■ Stated goal a ■
Answer these questions about the oil and gas company excerpt:
(i) What will happen if the Company is not successful in defending against the enforceability of the Oakwell Claim in Canada?
(ii) What is the primary determinant for the volume of sales during the year?
(iii) What is the first trend the excerpt names as developing in the oil and gas industry?

The Company's long-term profitability will depend upon its ability to successfully implement its business plan. Also, if the Company is not successful in defending against the enforceability of the Oakwell Claim in Canada, there will be a material and adverse impact on the Company’s financial position and operations may be curtailed.
 
The Company anticipates further capital expenditures related to its Buick Creek, North East British Columbia property and fund any future exploration activities.
 
TREND INFORMATION
 
Seasonality. The Company's Oil & Gas Division is not a seasonal business, but increased consumer demand or changes in supply in certain months of the year can influence the price of produced hydrocarbons, depending on the circumstances. Production from the Company's oil and gas properties is the primary determinant for the volume of sales during the year.
 
There are a number of trends that have been developing in the oil and gas industry during the past several years that appear to be shaping the near future of the business. The first trend is the volatility of commodity prices. Natural gas is a commodity influenced by factors within North America. The continued tight supply demand balance for natural gas is causing significant elasticity in pricing. Despite record drilling activity, a strong economy, weather, fuel switching and demand for electrical generation there still exists a tight supply causing prices to remain high.

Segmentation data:
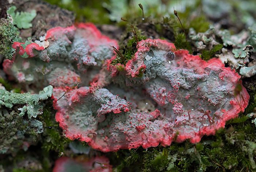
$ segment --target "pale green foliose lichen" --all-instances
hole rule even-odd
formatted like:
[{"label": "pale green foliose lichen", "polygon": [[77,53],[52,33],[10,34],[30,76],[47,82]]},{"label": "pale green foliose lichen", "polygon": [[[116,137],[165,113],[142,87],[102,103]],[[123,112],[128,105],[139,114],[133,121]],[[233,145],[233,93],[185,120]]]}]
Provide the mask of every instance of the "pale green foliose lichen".
[{"label": "pale green foliose lichen", "polygon": [[36,118],[42,113],[43,106],[41,101],[45,100],[52,96],[53,88],[49,85],[39,92],[39,94],[28,93],[11,93],[4,89],[0,89],[0,107],[2,106],[11,109],[15,104],[24,105],[18,109],[21,112],[19,115],[22,116],[27,112],[29,119]]},{"label": "pale green foliose lichen", "polygon": [[16,9],[15,6],[12,6],[7,11],[13,20],[13,24],[19,28],[27,29],[31,27],[32,24],[30,22],[37,15],[35,10],[33,9],[30,12],[18,11],[15,13]]}]

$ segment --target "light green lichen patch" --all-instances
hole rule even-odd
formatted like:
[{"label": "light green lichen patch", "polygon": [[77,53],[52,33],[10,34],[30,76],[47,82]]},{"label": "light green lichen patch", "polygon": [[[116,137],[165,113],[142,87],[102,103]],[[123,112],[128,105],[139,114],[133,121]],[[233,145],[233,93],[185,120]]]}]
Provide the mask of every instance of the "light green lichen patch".
[{"label": "light green lichen patch", "polygon": [[31,21],[37,15],[35,10],[33,9],[30,12],[17,12],[15,11],[17,8],[15,6],[10,7],[7,11],[12,18],[14,24],[15,25],[19,28],[29,28],[32,26]]},{"label": "light green lichen patch", "polygon": [[27,150],[44,131],[41,122],[19,116],[17,107],[12,110],[4,107],[0,109],[0,154],[16,152],[21,148]]},{"label": "light green lichen patch", "polygon": [[36,118],[37,115],[42,113],[43,106],[41,101],[50,97],[53,89],[53,87],[49,85],[39,92],[39,94],[11,93],[4,89],[0,89],[0,107],[3,106],[10,109],[14,104],[24,104],[22,107],[18,109],[21,111],[19,116],[23,116],[26,112],[29,119],[32,116]]},{"label": "light green lichen patch", "polygon": [[12,42],[21,41],[18,29],[8,20],[0,20],[0,54],[11,59],[15,49],[12,47]]}]

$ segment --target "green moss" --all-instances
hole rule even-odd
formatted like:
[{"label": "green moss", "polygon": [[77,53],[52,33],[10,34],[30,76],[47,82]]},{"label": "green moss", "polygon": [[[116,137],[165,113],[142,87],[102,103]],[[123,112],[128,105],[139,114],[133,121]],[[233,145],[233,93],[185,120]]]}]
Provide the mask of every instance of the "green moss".
[{"label": "green moss", "polygon": [[46,1],[74,11],[76,14],[76,20],[78,22],[84,22],[86,20],[87,22],[102,24],[111,23],[108,15],[108,11],[102,6],[102,4],[108,0],[46,0]]},{"label": "green moss", "polygon": [[192,53],[192,48],[190,43],[188,42],[184,33],[178,33],[175,35],[175,41],[174,44],[177,49],[187,50],[189,53]]},{"label": "green moss", "polygon": [[139,169],[136,171],[144,172],[254,171],[256,128],[251,119],[245,121],[246,115],[243,115],[228,122],[229,124],[215,136],[205,136],[196,144],[187,141],[173,142],[166,148],[121,151],[123,160],[117,167],[117,171],[133,167]]},{"label": "green moss", "polygon": [[205,60],[209,60],[217,51],[220,50],[223,47],[222,44],[217,44],[214,45],[211,50],[209,51],[206,49],[202,50],[202,56],[203,59]]},{"label": "green moss", "polygon": [[72,141],[62,136],[62,130],[55,121],[55,112],[52,101],[48,102],[44,108],[42,115],[44,127],[46,129],[44,133],[45,137],[42,148],[47,152],[50,150],[57,152],[61,155],[64,152],[67,144]]}]

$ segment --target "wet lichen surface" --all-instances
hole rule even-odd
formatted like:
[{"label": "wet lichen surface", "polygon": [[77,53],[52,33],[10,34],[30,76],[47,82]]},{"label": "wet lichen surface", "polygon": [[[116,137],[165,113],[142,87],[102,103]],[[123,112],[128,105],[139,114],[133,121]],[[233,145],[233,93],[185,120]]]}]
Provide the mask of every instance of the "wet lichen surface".
[{"label": "wet lichen surface", "polygon": [[1,5],[0,172],[256,170],[253,1],[48,1]]}]

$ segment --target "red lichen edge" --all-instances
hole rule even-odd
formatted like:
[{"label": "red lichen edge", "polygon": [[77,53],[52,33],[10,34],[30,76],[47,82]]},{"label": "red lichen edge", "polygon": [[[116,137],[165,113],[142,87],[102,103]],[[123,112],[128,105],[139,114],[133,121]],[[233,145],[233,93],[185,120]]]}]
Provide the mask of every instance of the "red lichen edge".
[{"label": "red lichen edge", "polygon": [[[29,58],[35,57],[37,54],[35,54],[33,52],[33,50],[35,49],[38,51],[42,51],[45,49],[45,48],[42,46],[39,46],[36,43],[31,43],[26,46],[25,49],[21,46],[22,44],[24,44],[25,43],[15,42],[12,44],[12,47],[15,49],[16,51],[19,51],[19,54],[22,56],[26,53],[29,55]],[[18,50],[19,49],[19,50]]]},{"label": "red lichen edge", "polygon": [[[54,27],[47,31],[45,40],[51,38],[52,40],[56,40],[59,38],[59,36],[61,37],[63,35],[72,33],[76,30],[76,28],[74,25],[65,28],[61,27]],[[58,34],[57,36],[56,35],[56,33]]]}]

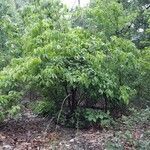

■ Stated goal b ■
Count the lines of the records above that contain the string "foliose", treating case as significant, and give only that number.

■ Worked solution a ■
(i) There will be a material and adverse impact on the Company's financial position, and operations may be curtailed.
(ii) Production from the Company's oil and gas properties.
(iii) The volatility of commodity prices.

■ Worked solution b ■
4